EXTRACT TO READ ->

======

Health workers
A new safeguard list of 55 nations that are most affected by the scarcity of health personnel was recently released by the World health organization.
While the majority of these nations fall into the low- to medium-income category, 37 of them are in Africa, and Nigeria is one of them.
In Abuja, Dr. Olumuyiwa Ojo, Technical Officer Human Resource for Health at the WHO office in Nigeria, stated that the organization is concerned about the brain drain in Nigeria since it has a significant influence on universal health coverage.
He pointed out that the WHO has a code of conduct for hiring foreign medical personnel that is universally enforceable across all nations.
Dr. Ojo clarified that the afflicted nations are those where more developed nations shouldn’t actively seek out medical personnel from these nations.
He said: “It is a global market, health workers are free to move to where they will get better value for their work but we are working with governments to have policies in place for retention of health workers where they are needed most and also improve performance in terms of in-service training and other remunerations to improve their welfare. No matter how we build facilities, buy equipment, the equipment cannot do the jobs by themselves.
In the UK where most Nigerians are going to, they are also losing some of their best hand to Australia and Canada where the pay are better. It is a global concern”.
Dr. Walter Mulombo, WHO’s country representative in Nigeria, earlier declared that the organization will be in charge of Triple 25, a training program that aims to train 25% of nurses and midwives in 25 low-income countries by 2025 for better health and better well-being for all, as part of efforts to address the shortage of health workers.

======

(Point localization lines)
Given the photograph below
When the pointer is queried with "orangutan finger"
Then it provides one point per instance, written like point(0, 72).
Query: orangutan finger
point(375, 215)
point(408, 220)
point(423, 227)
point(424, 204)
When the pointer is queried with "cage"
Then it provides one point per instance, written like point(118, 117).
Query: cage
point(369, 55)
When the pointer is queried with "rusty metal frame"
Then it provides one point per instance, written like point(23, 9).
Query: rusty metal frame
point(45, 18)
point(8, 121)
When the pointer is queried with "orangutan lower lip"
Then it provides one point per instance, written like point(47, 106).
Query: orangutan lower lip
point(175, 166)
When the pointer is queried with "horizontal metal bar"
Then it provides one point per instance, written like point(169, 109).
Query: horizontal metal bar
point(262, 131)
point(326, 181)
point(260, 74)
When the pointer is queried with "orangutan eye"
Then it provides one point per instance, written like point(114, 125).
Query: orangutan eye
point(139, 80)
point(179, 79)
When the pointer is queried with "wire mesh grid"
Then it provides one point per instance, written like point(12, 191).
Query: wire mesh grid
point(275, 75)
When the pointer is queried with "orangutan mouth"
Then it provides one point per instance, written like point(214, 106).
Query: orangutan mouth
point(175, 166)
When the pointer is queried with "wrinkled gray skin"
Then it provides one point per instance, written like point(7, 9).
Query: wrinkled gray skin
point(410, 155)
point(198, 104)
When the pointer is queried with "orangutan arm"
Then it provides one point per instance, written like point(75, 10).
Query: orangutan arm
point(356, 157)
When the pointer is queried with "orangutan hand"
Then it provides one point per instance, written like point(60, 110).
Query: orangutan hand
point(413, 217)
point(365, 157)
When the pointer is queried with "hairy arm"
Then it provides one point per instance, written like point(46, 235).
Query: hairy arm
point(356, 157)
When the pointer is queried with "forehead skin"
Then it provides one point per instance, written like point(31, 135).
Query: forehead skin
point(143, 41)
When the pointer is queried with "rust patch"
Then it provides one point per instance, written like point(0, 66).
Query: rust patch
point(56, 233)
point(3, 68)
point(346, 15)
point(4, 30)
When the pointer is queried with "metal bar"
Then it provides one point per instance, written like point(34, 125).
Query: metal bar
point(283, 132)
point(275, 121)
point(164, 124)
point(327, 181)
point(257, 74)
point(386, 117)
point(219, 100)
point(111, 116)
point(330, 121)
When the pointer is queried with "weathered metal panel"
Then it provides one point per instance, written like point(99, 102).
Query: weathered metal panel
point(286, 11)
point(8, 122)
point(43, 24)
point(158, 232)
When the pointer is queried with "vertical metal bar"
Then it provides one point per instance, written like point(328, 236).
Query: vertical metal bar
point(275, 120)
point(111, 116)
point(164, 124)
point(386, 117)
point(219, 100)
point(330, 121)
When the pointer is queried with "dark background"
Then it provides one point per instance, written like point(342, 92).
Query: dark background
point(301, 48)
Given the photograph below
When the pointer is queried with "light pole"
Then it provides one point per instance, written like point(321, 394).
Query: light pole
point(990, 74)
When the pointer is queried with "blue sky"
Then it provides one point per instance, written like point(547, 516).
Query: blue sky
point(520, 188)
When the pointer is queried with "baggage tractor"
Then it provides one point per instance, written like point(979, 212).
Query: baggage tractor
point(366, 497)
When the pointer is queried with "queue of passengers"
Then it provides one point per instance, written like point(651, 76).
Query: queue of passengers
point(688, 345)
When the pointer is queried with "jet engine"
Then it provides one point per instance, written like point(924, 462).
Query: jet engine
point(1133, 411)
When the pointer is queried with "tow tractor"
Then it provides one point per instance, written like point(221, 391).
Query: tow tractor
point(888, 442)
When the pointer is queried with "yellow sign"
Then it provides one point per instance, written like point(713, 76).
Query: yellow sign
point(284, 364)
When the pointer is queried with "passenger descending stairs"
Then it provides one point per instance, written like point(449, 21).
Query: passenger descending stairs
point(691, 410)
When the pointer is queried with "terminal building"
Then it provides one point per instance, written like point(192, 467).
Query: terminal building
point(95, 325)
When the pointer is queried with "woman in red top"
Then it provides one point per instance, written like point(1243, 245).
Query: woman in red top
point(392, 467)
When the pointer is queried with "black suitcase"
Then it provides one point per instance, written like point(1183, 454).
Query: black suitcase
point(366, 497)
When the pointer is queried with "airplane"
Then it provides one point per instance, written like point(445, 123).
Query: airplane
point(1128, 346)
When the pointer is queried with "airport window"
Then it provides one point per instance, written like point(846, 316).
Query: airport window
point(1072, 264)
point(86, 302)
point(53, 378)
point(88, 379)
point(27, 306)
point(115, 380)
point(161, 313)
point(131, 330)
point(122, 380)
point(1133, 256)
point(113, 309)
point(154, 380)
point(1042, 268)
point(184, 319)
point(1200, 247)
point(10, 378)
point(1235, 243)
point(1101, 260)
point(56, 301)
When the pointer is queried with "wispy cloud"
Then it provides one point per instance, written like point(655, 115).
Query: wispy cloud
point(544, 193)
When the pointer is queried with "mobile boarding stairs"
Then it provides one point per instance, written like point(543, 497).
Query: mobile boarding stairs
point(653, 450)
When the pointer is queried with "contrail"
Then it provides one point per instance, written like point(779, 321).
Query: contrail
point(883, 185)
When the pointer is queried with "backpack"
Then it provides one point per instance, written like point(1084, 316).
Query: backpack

======

TASK DESCRIPTION ->
Return the section of the article on the health worker shortage from "In Abuja, Dr." to "across all nations.", copied word for word.

RESPONSE BELOW ->
In Abuja, Dr. Olumuyiwa Ojo, Technical Officer Human Resource for Health at the WHO office in Nigeria, stated that the organization is concerned about the brain drain in Nigeria since it has a significant influence on universal health coverage.
He pointed out that the WHO has a code of conduct for hiring foreign medical personnel that is universally enforceable across all nations.